## [Explore the material]
(A) From the post about the Times correction, write out the stretch from "Maureen Dowd, in" through "a second term." word for word.
(B) Condense the paragraph of the post about the Times correction that begins "The original report on Sicknick's death" into a short bulleted list that keeps its main facts.

Tuesday, September 28, 2021
Miles from the Mainstream
D. R. ZUKERMAN, proprietor

The Lying New York Times

March 5, 2021 --

First, please read this report from American Military News, February 17:

On Tuesday, The New York Times corrected a Jan. 8 report that originally stated Capitol Police Officer Brian Sicknick was killed after being struck in the head with a fire extinguisher by a pro-Trump rioter during the violent Jan. 6 demonstration at Capitol Hill, noting “medical experts have said he did not die of blunt force trauma.”

The original report on Sicknick’s death was used last week as evidence of “incitement” in the impeachment trial against former President Donald Trump. The paper corrected the report this week with an update notice that said, “New information has emerged regarding the death of the Capitol Police officer Brian Sicknick that questions the initial cause of his death provided by officials close to the Capitol Police.”

In the original story, the Times reported that “Mr. Sicknick, 42, an officer for the Capitol Police, died on Thursday from brain injuries he sustained after Trump loyalists who overtook the complex struck him in the head with a fire extinguisher, according to two law enforcement officials.”

* * * *

Maureen Dowd, in her February 28 column,  reported that Times publisher A.G. Sulzberger, at the Vanity Fair 2017 Oscar party, denied to "movie stars," thanking him for being anti-Trump, that it was not the paper's "mission to be part of the resistance. Rather, he said, the paper would be straight and combat lies with the truth."  Nonsense Maureen. It is the paper's mission to crush Trump and all that it sees it as standing for, including fighting the truth with lies. Just consider the mendacious story about the tragic death of Office Sicknick, which the Times twisted into anti-Trump propaganda for the purpose of making it impossible for Citizen Trump to seek a second term.

Do you consider yourself, now, a newspaperwoman, or a propagandist shill for whomever is targeted by A.G.?

What hospital was Officer Sicknick brought to? What doctors artended him?  Who signed a death certificate stating cause of death?  Is there any such certificate?   Are these questions irrelevant to the "narrative" in the paper declaring that the officer was killed by anti-Trump rioters wielding a fire extinguisher?   Who, indeed, witnessed the attack?  Or is it the practice of the paper, now, to report events devoid of corroborating information? Why aren't the law informants identified?

## [Record excerpts]
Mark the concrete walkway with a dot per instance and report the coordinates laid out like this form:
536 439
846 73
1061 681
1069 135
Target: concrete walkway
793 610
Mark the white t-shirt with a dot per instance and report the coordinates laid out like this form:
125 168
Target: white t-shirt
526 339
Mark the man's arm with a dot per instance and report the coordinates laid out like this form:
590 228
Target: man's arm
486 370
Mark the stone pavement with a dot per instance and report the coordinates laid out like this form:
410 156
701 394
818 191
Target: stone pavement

## [Results of the tasks]
(A)
Maureen Dowd, in her February 28 column,  reported that Times publisher A.G. Sulzberger, at the Vanity Fair 2017 Oscar party, denied to "movie stars," thanking him for being anti-Trump, that it was not the paper's "mission to be part of the resistance. Rather, he said, the paper would be straight and combat lies with the truth."  Nonsense Maureen. It is the paper's mission to crush Trump and all that it sees it as standing for, including fighting the truth with lies. Just consider the mendacious story about the tragic death of Office Sicknick, which the Times twisted into anti-Trump propaganda for the purpose of making it impossible for Citizen Trump to seek a second term.

(B)
- Last week, the original report on Sicknick's death was used as evidence of "incitement" in the impeachment trial against former President Donald Trump.
- This week, the paper corrected the report with an update notice.
- The notice said new information about Officer Brian Sicknick's death questions the initial cause of death that officials close to the Capitol Police had provided.